Problema escrito 1
Reproduce del texto sobre la cruz el fragmento que va desde "Si queréis ver" hasta "haya que buscarla.".

::: Texto dado

En Cristo la muerte en Cruz, por amor y libremente asumida, se convierte en una glorificación,
en la prueba y la manifestación del triunfo del amor sobre la muerte.
Si queréis ver a Jesús mirad, pues, al Crucificado. Ya no hay tiempo para otras citas. Ha llegado
su hora.
¿Qué sentido tiene todo esto para nuestra vida personal y para nuestra vida cristiana? En la vida
de todo hombre, de un modo u otro, se hace presente la cruz. No es que haya que buscarla.

::::::

Problema escrito 2
Cambia "flag pole" por "mast" en todas las filas y deja lo demás igual.

::: Material extraído

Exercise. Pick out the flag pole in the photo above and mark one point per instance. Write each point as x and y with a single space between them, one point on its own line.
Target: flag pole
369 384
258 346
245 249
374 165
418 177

::::::

Respuesta 1
Si queréis ver a Jesús mirad, pues, al Crucificado. Ya no hay tiempo para otras citas. Ha llegado
su hora.
¿Qué sentido tiene todo esto para nuestra vida personal y para nuestra vida cristiana? En la vida
de todo hombre, de un modo u otro, se hace presente la cruz. No es que haya que buscarla.

Respuesta 2
Exercise. Pick out the mast in the photo above and mark one point per instance. Write each point as x and y with a single space between them, one point on its own line.
Target: mast
369 384
258 346
245 249
374 165
418 177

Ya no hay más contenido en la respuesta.